WHAT YOU ARE ASKED TO DO = Update every one of the records below by replacing "object detection" with "object localization" and leaving all other text unchanged. Omit the pictures from your output.

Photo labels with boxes

━━━━━━

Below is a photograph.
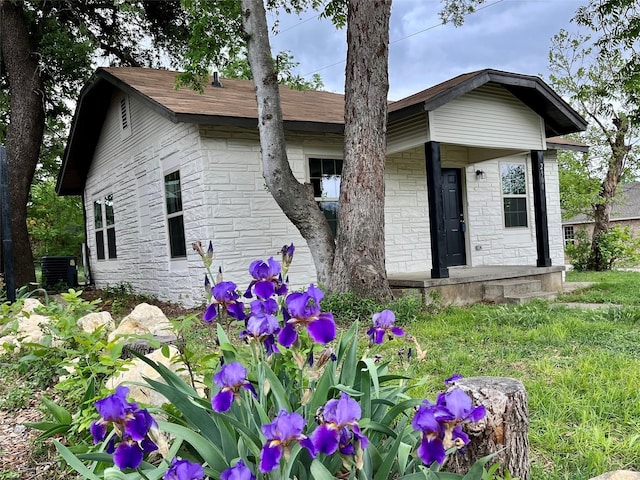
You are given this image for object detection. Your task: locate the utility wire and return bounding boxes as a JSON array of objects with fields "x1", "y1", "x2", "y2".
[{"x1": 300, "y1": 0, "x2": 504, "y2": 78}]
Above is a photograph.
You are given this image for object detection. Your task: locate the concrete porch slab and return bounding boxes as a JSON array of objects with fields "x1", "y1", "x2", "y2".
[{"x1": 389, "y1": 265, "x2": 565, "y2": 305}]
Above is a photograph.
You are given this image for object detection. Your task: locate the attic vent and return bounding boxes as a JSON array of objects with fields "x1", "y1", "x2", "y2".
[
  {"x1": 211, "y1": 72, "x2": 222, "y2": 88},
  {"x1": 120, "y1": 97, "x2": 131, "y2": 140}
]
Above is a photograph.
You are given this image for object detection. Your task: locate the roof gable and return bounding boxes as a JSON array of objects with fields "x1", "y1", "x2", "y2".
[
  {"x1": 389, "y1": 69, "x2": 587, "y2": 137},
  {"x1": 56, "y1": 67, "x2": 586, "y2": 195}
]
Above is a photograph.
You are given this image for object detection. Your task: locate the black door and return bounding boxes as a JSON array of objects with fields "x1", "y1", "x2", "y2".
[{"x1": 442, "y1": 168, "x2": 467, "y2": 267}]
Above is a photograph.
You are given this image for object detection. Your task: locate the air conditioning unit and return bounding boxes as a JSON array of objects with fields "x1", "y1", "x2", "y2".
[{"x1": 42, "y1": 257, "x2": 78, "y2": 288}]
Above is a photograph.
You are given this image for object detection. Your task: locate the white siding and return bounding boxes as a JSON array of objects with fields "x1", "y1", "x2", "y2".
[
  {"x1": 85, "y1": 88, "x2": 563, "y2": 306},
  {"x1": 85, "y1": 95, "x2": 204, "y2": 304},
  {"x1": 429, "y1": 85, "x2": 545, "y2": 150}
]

━━━━━━

RESULT BELOW =
Below is a photograph.
You are given this image for object localization. Your task: locate the utility wire and return bounding boxes as a JSON array of objects with fields "x1", "y1", "x2", "y2".
[{"x1": 300, "y1": 0, "x2": 504, "y2": 78}]
Above is a photograph.
You are given this image for object localization. Your task: locate the concrete porch slab and return bounding boxes as a JSON array of objects with fields "x1", "y1", "x2", "y2".
[{"x1": 389, "y1": 265, "x2": 565, "y2": 305}]
Above is a photograph.
You are given this image for object localization. Your task: locate the attic vent and return bounding boxes as a JSON array of objects with fields "x1", "y1", "x2", "y2".
[
  {"x1": 211, "y1": 72, "x2": 222, "y2": 88},
  {"x1": 120, "y1": 97, "x2": 131, "y2": 140}
]
Above is a photograph.
You are given this image for object localization. Your task: locate the roof gable and return bounding boxes as a JSON array of objects with fields "x1", "y1", "x2", "y2".
[
  {"x1": 389, "y1": 69, "x2": 587, "y2": 137},
  {"x1": 56, "y1": 67, "x2": 586, "y2": 195}
]
Above is a photograph.
You are given this image for object localization. Your task: locate the black door and return bounding boxes as a JSON array of objects with fields "x1", "y1", "x2", "y2".
[{"x1": 442, "y1": 168, "x2": 467, "y2": 267}]
Above is a photograph.
You are given this image for object localization. Your task: locate the air conditioning unit and return bounding boxes as a JSON array of objects with fields "x1", "y1", "x2", "y2".
[{"x1": 42, "y1": 257, "x2": 78, "y2": 288}]
Above is a photograph.
You are given this image for object localization. Your task: locate the white siding and return bounding boxes as a JSON array of objects with fields "x1", "y1", "x2", "y2".
[
  {"x1": 85, "y1": 88, "x2": 563, "y2": 306},
  {"x1": 85, "y1": 95, "x2": 204, "y2": 304},
  {"x1": 429, "y1": 85, "x2": 545, "y2": 150}
]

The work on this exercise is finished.